**The request**
Copy the data below, switching every "Provide" to "Give" and leaving everything else as it is.

**Task material**
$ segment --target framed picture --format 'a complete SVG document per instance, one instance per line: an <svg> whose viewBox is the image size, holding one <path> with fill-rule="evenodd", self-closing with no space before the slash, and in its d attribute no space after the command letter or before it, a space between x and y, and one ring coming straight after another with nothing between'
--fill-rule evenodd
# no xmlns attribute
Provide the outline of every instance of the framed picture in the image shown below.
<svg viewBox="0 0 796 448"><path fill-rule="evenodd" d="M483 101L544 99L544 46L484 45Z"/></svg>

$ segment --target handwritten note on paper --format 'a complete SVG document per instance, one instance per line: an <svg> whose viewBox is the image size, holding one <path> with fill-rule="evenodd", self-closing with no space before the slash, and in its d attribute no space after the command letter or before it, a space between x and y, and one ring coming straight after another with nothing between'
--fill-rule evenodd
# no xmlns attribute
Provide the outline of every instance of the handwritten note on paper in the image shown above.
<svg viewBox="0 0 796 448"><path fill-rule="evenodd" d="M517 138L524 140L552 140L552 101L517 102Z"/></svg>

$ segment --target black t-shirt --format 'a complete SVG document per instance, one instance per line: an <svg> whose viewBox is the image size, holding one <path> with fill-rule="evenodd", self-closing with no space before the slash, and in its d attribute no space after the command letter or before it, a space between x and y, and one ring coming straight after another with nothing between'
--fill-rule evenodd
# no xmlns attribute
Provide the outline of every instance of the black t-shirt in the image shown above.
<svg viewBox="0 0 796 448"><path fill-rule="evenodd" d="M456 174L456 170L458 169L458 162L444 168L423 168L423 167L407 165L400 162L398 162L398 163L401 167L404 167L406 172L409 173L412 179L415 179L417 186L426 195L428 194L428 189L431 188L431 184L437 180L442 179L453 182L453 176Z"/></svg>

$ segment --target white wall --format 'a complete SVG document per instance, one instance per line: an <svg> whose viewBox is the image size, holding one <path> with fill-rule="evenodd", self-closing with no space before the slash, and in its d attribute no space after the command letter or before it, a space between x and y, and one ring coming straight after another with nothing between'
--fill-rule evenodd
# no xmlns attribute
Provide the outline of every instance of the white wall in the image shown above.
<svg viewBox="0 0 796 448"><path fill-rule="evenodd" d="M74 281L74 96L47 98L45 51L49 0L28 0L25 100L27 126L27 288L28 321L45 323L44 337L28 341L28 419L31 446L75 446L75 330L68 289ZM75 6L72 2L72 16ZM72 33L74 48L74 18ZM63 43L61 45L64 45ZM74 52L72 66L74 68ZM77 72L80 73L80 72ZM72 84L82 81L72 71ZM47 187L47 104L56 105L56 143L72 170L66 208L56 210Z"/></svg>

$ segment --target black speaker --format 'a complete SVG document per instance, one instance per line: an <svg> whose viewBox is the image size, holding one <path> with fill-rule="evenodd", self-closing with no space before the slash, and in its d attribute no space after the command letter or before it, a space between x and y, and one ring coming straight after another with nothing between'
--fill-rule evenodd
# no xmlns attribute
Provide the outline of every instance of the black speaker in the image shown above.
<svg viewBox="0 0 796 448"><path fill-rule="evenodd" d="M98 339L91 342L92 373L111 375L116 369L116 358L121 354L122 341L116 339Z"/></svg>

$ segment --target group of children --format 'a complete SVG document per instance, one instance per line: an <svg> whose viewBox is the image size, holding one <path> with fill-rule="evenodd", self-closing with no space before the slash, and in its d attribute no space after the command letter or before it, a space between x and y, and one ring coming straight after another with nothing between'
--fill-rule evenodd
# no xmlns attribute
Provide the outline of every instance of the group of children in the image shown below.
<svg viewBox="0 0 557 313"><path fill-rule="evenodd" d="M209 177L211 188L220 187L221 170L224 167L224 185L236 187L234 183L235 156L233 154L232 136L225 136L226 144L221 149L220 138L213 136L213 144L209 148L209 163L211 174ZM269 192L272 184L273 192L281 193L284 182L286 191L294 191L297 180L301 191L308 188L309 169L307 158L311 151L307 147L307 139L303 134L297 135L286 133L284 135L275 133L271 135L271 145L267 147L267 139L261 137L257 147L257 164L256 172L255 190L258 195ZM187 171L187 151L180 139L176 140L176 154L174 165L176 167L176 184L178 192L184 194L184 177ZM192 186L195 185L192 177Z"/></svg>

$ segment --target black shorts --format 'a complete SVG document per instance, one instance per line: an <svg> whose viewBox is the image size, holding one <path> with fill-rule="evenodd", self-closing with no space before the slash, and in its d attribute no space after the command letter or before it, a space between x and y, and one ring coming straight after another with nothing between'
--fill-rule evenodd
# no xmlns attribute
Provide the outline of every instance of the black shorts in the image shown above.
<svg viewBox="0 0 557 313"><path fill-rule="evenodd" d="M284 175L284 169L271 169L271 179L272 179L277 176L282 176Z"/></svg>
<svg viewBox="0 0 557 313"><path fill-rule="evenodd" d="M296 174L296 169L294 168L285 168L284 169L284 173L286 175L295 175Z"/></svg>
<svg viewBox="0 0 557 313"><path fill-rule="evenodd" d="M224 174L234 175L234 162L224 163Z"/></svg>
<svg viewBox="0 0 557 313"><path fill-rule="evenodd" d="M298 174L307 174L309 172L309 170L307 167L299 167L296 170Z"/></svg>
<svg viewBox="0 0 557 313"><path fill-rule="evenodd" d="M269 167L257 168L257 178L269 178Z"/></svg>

**Correct output**
$ segment --target framed picture --format 'a complete SVG document per instance, one instance per line: an <svg> whose viewBox is the image size, holding one <path> with fill-rule="evenodd", self-closing with no space before the slash, and in its d attribute no space after the command letter or before it, a space between x and y, and one ring coming straight after another with nothing between'
--fill-rule evenodd
# no xmlns attribute
Give the outline of every instance of the framed picture in the image shown below.
<svg viewBox="0 0 796 448"><path fill-rule="evenodd" d="M483 101L544 99L544 46L484 45Z"/></svg>

$ segment --target handwritten note on paper --format 'a complete SVG document per instance, one instance per line: an <svg> whose viewBox is the image size, holding one <path> with fill-rule="evenodd", self-closing with no space before the slash, and in its d attribute no space after the command letter or before it, a space between x and y, and one ring coming straight after another with nothing between'
--fill-rule evenodd
# no xmlns attribute
Give the outline of every instance of the handwritten note on paper in the image shown above.
<svg viewBox="0 0 796 448"><path fill-rule="evenodd" d="M517 138L524 140L552 140L552 101L517 102Z"/></svg>

$ segment --target black t-shirt --format 'a complete SVG document per instance, one instance per line: an <svg> whose viewBox is the image size, holding one <path> with fill-rule="evenodd", self-closing with no space before the slash, and in its d attribute no space after the command letter or before it, a space between x and y, and one ring coming straight after another with nothing between'
--fill-rule evenodd
# no xmlns attribute
Give the outline of every instance of the black t-shirt in the image shown above.
<svg viewBox="0 0 796 448"><path fill-rule="evenodd" d="M456 174L456 170L458 169L458 162L444 168L423 168L423 167L407 165L400 162L398 162L398 163L401 167L404 167L406 172L409 173L412 179L415 179L417 186L426 195L428 194L428 189L431 188L431 184L437 180L442 179L453 182L453 176Z"/></svg>

$ segment --target white wall --format 'a complete SVG document per instance, one instance per line: an <svg> whose viewBox is the image size, holding one <path> with fill-rule="evenodd", self-closing with no space before the slash, and in its d attribute no space after the command letter or before it, a space between x and y, and one ring coming straight after another with nothing between'
--fill-rule evenodd
# no xmlns attribute
Give the outline of every instance of the white wall in the image shown above.
<svg viewBox="0 0 796 448"><path fill-rule="evenodd" d="M74 281L74 96L47 98L45 51L49 0L28 0L25 100L27 126L27 288L28 321L45 323L44 337L28 341L28 419L31 446L75 446L75 330L68 289ZM75 6L72 2L72 16ZM72 33L74 48L74 18ZM63 43L61 45L64 45ZM74 52L72 66L74 68ZM77 72L80 73L80 72ZM72 84L82 81L72 71ZM47 187L47 104L56 105L56 143L72 170L66 208L56 210Z"/></svg>

$ segment --target black speaker --format 'a complete SVG document per instance, one instance per line: an <svg> whose viewBox is the image size, holding one <path> with fill-rule="evenodd", self-closing with no space before the slash, and in its d attribute no space after the command letter or before it, a space between x and y, and one ring coming straight after another with nothing between'
--fill-rule evenodd
# no xmlns attribute
Give the outline of every instance of the black speaker in the image shown above.
<svg viewBox="0 0 796 448"><path fill-rule="evenodd" d="M98 339L91 342L92 373L111 375L116 369L116 358L121 354L122 341L116 339Z"/></svg>

$ segment --target group of children --format 'a complete SVG document per instance, one instance per line: an <svg> whose viewBox is the image size, holding one <path> with fill-rule="evenodd", self-closing with no space before the slash, and in its d attribute no space after the command letter or before it, a space between x and y, and one ring coming straight after another with nothing between'
--fill-rule evenodd
# no xmlns attribute
Give the outline of every instance of the group of children in the image shown below.
<svg viewBox="0 0 557 313"><path fill-rule="evenodd" d="M209 177L211 188L220 187L221 170L224 167L224 185L236 187L234 183L235 156L233 154L232 136L225 136L226 144L221 149L220 138L213 136L213 144L209 148L209 163L211 174ZM269 192L272 184L273 192L281 193L284 182L286 191L294 191L297 180L301 191L308 188L309 169L307 158L311 151L307 147L307 139L303 134L297 135L286 133L284 135L275 133L271 135L271 145L267 147L267 139L261 137L257 147L257 164L256 172L255 190L258 195ZM187 171L187 151L180 139L176 140L176 154L174 165L176 167L176 184L178 192L184 194L184 177ZM192 186L195 185L192 177Z"/></svg>

$ segment --target black shorts --format 'a complete SVG document per instance, one instance per line: an <svg> whose viewBox is the image size, holding one <path> with fill-rule="evenodd", self-closing with no space before the slash, and in its d attribute no space after the command letter or before it, a space between x and y, and one ring coming straight after another with nothing between'
--fill-rule evenodd
# no xmlns attribute
Give the outline of every instance of the black shorts in the image shown above.
<svg viewBox="0 0 557 313"><path fill-rule="evenodd" d="M284 175L284 169L271 169L271 179L272 179L277 176L282 176Z"/></svg>
<svg viewBox="0 0 557 313"><path fill-rule="evenodd" d="M296 174L296 169L294 168L285 168L284 169L284 173L286 175L295 175Z"/></svg>
<svg viewBox="0 0 557 313"><path fill-rule="evenodd" d="M224 174L234 175L234 162L224 163Z"/></svg>
<svg viewBox="0 0 557 313"><path fill-rule="evenodd" d="M298 174L307 174L309 172L309 170L307 167L299 167L296 170Z"/></svg>
<svg viewBox="0 0 557 313"><path fill-rule="evenodd" d="M269 167L257 168L257 178L269 178Z"/></svg>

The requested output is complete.